Object position labeling entries
....

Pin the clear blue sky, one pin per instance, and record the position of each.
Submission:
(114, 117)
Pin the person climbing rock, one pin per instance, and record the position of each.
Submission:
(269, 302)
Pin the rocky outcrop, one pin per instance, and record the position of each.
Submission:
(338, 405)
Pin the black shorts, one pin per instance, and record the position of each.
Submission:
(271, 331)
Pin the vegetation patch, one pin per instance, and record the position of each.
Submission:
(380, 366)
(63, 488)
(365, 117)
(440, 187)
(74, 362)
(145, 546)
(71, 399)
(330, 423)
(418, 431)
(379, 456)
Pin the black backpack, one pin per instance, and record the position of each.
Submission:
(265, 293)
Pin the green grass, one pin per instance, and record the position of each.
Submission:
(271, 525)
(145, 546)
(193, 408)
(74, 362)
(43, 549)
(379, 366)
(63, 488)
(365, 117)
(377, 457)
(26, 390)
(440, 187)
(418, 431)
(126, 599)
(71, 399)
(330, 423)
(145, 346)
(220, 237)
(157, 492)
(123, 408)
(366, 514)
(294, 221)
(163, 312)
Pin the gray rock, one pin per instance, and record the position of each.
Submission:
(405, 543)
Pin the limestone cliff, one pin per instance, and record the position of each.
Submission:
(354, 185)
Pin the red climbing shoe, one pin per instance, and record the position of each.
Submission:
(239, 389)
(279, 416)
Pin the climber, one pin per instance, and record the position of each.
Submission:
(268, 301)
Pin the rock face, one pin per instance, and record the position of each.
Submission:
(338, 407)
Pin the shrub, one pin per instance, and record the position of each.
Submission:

....

Nothing outside the span should appear: transcribe the lines from the one containing "Pin the gray" through the last line of the records.

Pin the gray rock, one pin per instance, and record the position of each.
Submission:
(405, 543)
Pin the limestone cliff, one pin per instance, and record the position of each.
Submission:
(354, 185)
Pin the red climbing shoe, one pin per instance, and record the position of each.
Submission:
(239, 389)
(279, 416)
Pin the climber, one pin per instance, and record the position of each.
Submission:
(268, 301)
Pin the rock face, one pin per instance, and record the position of each.
Submission:
(338, 407)
Pin the shrub, one pin per instance, and record the position of each.
Submission:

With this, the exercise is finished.